[Start of section]

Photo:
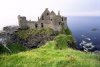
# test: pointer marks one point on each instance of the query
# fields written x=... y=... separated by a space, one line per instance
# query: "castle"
x=47 y=20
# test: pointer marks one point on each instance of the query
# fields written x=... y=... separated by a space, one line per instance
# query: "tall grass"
x=48 y=56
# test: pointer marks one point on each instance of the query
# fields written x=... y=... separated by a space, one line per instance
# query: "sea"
x=86 y=31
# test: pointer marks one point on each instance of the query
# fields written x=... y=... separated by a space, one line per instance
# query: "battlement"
x=47 y=19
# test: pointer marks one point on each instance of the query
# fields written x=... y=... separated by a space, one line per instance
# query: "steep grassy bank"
x=48 y=56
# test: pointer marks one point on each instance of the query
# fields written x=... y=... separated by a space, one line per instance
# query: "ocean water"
x=86 y=31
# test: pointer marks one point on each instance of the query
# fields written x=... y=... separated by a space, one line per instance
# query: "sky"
x=10 y=9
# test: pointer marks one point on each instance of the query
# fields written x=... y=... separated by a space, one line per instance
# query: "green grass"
x=24 y=34
x=48 y=56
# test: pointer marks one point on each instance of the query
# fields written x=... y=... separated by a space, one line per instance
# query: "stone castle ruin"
x=47 y=20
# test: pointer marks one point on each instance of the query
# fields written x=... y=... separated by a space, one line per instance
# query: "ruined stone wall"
x=47 y=19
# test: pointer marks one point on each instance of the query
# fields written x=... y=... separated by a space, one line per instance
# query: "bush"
x=61 y=41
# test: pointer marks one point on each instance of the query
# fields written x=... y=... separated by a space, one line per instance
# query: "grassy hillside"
x=48 y=56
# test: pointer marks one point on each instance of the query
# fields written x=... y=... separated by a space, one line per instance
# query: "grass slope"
x=48 y=56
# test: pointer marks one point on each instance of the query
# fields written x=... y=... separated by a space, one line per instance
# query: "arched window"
x=42 y=25
x=47 y=13
x=36 y=25
x=62 y=19
x=59 y=23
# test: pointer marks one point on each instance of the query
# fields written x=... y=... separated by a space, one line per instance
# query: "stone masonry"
x=47 y=20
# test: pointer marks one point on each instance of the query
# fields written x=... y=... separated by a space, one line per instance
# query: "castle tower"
x=58 y=13
x=22 y=22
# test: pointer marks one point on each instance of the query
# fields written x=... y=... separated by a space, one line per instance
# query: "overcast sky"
x=10 y=9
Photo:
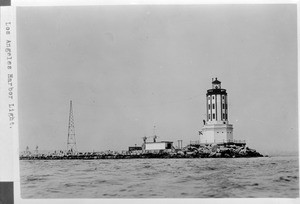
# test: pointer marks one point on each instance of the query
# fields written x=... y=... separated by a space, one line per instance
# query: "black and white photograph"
x=158 y=101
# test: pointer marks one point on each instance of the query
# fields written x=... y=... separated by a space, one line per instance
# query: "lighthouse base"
x=216 y=133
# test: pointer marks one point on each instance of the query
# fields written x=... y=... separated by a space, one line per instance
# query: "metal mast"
x=71 y=144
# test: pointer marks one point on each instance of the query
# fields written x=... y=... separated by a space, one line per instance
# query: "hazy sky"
x=128 y=68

[End of section]

When you restate the listing above, give each line word for word but leave out every image.

## Written solution
Photo:
# test: pointer marks one point on each instance of the query
# fields written x=... y=... separated by a space, one line per instance
# query: "castle"
x=47 y=20
# test: pointer marks one point on each instance of the query
# fields written x=... y=... separated by a space, one line per instance
# query: "tall grass"
x=48 y=56
# test: pointer marks one point on each instance of the query
# fields written x=... y=... separated by a space, one line per instance
# query: "sea"
x=86 y=31
# test: pointer marks one point on each instance of the query
# fields written x=... y=... separated by a space, one line per instance
# query: "battlement"
x=47 y=19
# test: pointer marks one point on each instance of the query
# fields written x=... y=... separated by a space, one line per instance
# query: "steep grassy bank"
x=48 y=56
# test: pointer marks one point on each instance of the query
# fields written x=... y=... separated by a space, one line per instance
# query: "ocean water"
x=86 y=31
# test: pointer marks one point on each instance of the query
# fields written x=... y=... separated by a space, one line per instance
# query: "sky"
x=10 y=9
# test: pointer marks one point on each instance of the query
# fields written x=... y=... separated by a space, one line per instance
# query: "green grass"
x=24 y=34
x=48 y=56
# test: pointer marks one point on each instance of the query
# fields written x=... y=... separated by a space, one line per instance
# query: "stone castle ruin"
x=47 y=20
# test: pointer marks one point on each instance of the query
# fields written x=... y=... separated by a space, one line per instance
# query: "ruined stone wall"
x=47 y=19
# test: pointer marks one point on each instance of the query
# fields written x=... y=... separated by a space, one line per instance
# query: "bush"
x=61 y=41
# test: pointer marks one point on each instance of the query
# fields written x=... y=... separated by a space, one line per instance
# query: "grassy hillside"
x=48 y=56
# test: pointer marks one point on each instance of the query
# fields written x=... y=... separated by a space, one line per instance
# query: "grass slope"
x=48 y=56
# test: pointer marks one point on each instance of the query
# fields written x=... y=... separated by a space, one line per instance
# query: "arched window"
x=42 y=25
x=47 y=13
x=36 y=25
x=62 y=19
x=59 y=23
# test: pointer marks one point on each instance of the query
# fields written x=... y=... separated by a space, one line per instance
# query: "stone masonry"
x=47 y=20
# test: pointer marks one point on each instance of the query
# fields written x=... y=... separated by a space, one line per instance
# query: "castle tower"
x=58 y=13
x=22 y=22
# test: pointer marks one point on each instance of the query
# fields written x=... y=... separated by a space, one line per instance
# query: "overcast sky"
x=10 y=9
Photo:
# test: pointer marks one point on each instance of the query
# fields written x=... y=... separated by a space, one line per instance
# query: "black and white photograph"
x=158 y=101
# test: pointer marks one point on each instance of the query
# fields written x=... y=... separated by a space, one line per instance
# query: "lighthouse base"
x=216 y=133
# test: pointer marks one point on each instance of the query
# fields written x=... y=... separated by a space, one line per instance
# query: "metal mast"
x=71 y=144
# test: pointer marks one point on each instance of the query
# fields written x=... y=... separated by a space, one line per instance
# query: "hazy sky"
x=128 y=68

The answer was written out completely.